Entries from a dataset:

☆ ☆ ☆

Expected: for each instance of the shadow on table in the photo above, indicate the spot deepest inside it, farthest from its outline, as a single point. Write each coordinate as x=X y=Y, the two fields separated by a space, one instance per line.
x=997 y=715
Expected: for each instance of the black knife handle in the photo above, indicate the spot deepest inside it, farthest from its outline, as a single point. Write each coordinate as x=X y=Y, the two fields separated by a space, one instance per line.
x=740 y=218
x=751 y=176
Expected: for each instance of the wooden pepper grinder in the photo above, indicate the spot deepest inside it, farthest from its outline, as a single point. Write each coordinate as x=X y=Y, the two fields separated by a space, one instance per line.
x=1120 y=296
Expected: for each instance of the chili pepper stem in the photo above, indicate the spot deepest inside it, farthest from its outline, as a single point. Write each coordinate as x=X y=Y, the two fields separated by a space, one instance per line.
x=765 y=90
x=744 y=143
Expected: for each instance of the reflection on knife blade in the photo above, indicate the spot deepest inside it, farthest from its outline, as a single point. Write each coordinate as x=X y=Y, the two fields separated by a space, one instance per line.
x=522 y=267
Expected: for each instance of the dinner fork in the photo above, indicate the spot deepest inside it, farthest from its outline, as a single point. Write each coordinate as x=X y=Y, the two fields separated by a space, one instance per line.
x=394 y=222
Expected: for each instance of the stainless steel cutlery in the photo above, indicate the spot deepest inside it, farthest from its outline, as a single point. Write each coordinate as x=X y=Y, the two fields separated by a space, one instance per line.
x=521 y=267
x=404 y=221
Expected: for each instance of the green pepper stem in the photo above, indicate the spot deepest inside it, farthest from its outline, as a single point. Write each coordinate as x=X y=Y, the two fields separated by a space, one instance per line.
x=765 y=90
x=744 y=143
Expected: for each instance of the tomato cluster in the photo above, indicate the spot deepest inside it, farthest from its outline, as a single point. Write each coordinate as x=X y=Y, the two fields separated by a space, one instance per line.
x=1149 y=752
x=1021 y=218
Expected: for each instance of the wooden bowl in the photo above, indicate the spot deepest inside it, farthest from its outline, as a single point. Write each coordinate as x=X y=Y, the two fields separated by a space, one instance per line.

☆ ☆ ☆

*EXERCISE DETAILS*: Turn the data above into a JSON list of strings, with one string for each line and any blank lines dropped.

*RESULT OF THIS TASK*:
[
  "Expected: for each instance of the shadow on table in the photo above, indicate the spot deepest inside it, farthest from its outline, as a single point. Write each coordinate as x=X y=Y, the two fields separated by a space, one instance per line.",
  "x=997 y=715",
  "Expected: for each instance of the black knife handle in the photo above, indicate the spot deepest inside it, farthest from its outline, as a single point. Write each coordinate as x=X y=Y, the two fields separated by a space, one instance per line.",
  "x=740 y=218",
  "x=751 y=176",
  "Expected: for each instance of the wooden pepper grinder in the photo above, indicate the spot deepest inside it, farthest from its outline, as a single point. Write each coordinate as x=X y=Y, the two fields separated by a space, one instance per line.",
  "x=1120 y=296",
  "Expected: for each instance of the chili pepper stem in the photo above, indicate the spot deepest inside it, farthest from its outline, as a single point. Write each coordinate as x=X y=Y, the two fields separated by a space, one instance per line.",
  "x=765 y=90",
  "x=744 y=143",
  "Expected: for each instance of the reflection on knife blade in the photo above, indicate the spot deepest inside it, farthest from its outline, as a single point. Write each coordinate as x=X y=Y, the two fields separated by a space, one instance per line.",
  "x=522 y=267",
  "Expected: for each instance of the dinner fork in the photo above, indicate the spot deepest inside it, farthest from its outline, as a single point. Write each coordinate as x=X y=Y, the two fields separated by a space, one instance per line.",
  "x=394 y=222",
  "Expected: for each instance of the stainless steel cutlery in the photo above, indicate the spot deepest inside it, farthest from its outline, as a single point. Write each coordinate as x=X y=Y, the two fields separated by a space, one instance per line.",
  "x=521 y=267",
  "x=404 y=221",
  "Expected: for each instance of the green pepper stem in the photo above, indicate the spot deepest inside it, farthest from its outline, as a single point. Write each coordinate as x=X y=Y, the two fields separated by a space, one instance per line.",
  "x=765 y=90",
  "x=744 y=143",
  "Expected: for each instance of the tomato cluster in the photo above, indicate the spot deepest inside it, farthest from its outline, as a single point. Write each coordinate as x=X y=Y, the two fields separated by a space, one instance per line.",
  "x=1149 y=752",
  "x=1021 y=218",
  "Expected: for each instance of the wooden bowl in the photo above, indicate the spot deepest inside it, farthest from its outline, as a single point. Write each coordinate as x=X y=Y, the two fields separated by a space, one instance per line."
]